WRITTEN INSTRUCTION: Copy out the records below line for line, leaving out the pictures.

(Records from a pointing dataset)
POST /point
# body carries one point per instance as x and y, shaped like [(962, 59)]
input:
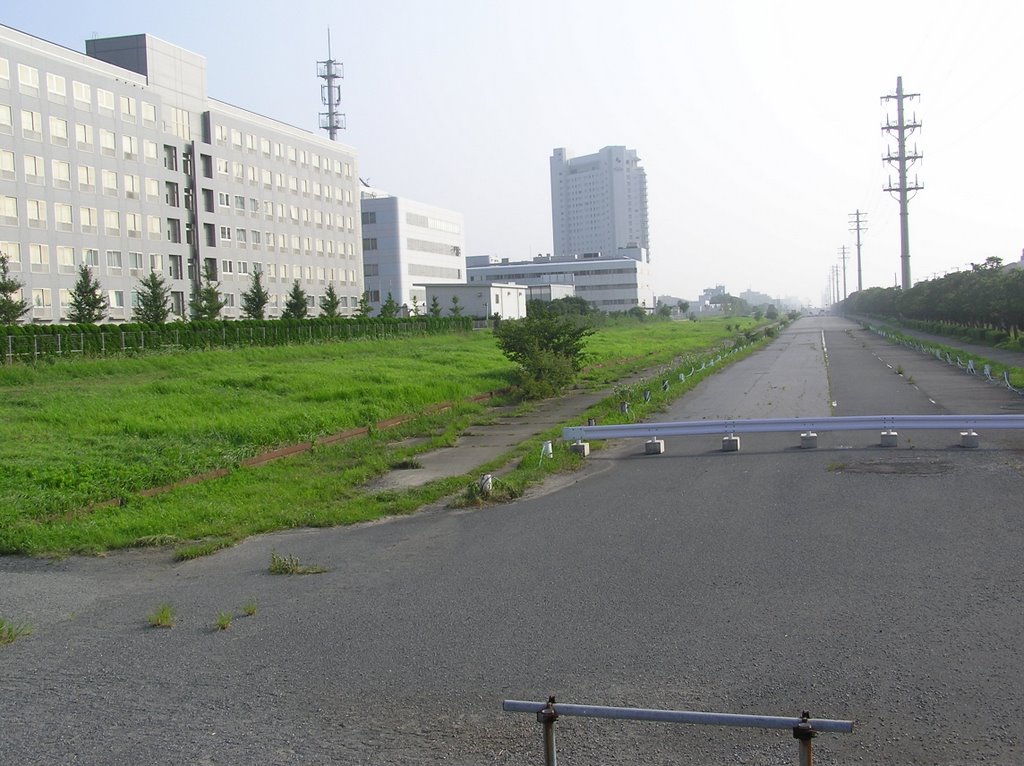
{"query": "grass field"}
[(75, 434)]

CORRECT OUTPUT:
POST /point
# body carries one point per instance as x and y, shaped like [(962, 59)]
input:
{"query": "grass field"}
[(75, 434)]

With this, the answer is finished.